* Aim of the task:
Down to the last line, repeat the entries exactly and drop any image.

#### Records for this exercise ####

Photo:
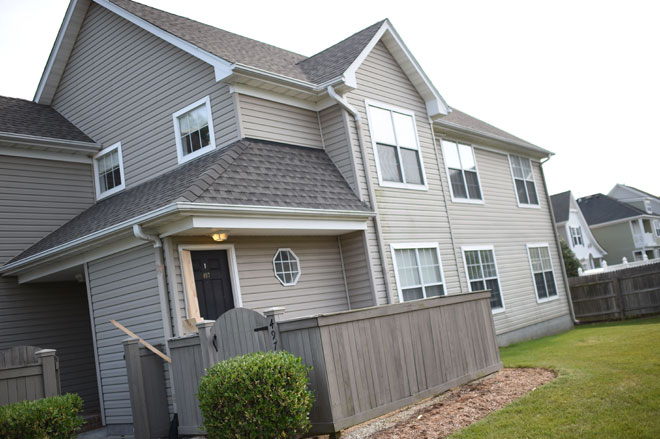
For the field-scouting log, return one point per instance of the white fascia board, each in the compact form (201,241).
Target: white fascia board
(435,103)
(222,67)
(182,208)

####

* Output of the exercise:
Photo:
For the field-scouting log, return one point per instance of the white fascia board, each in the compact form (201,241).
Target: white fascia board
(435,103)
(222,67)
(182,208)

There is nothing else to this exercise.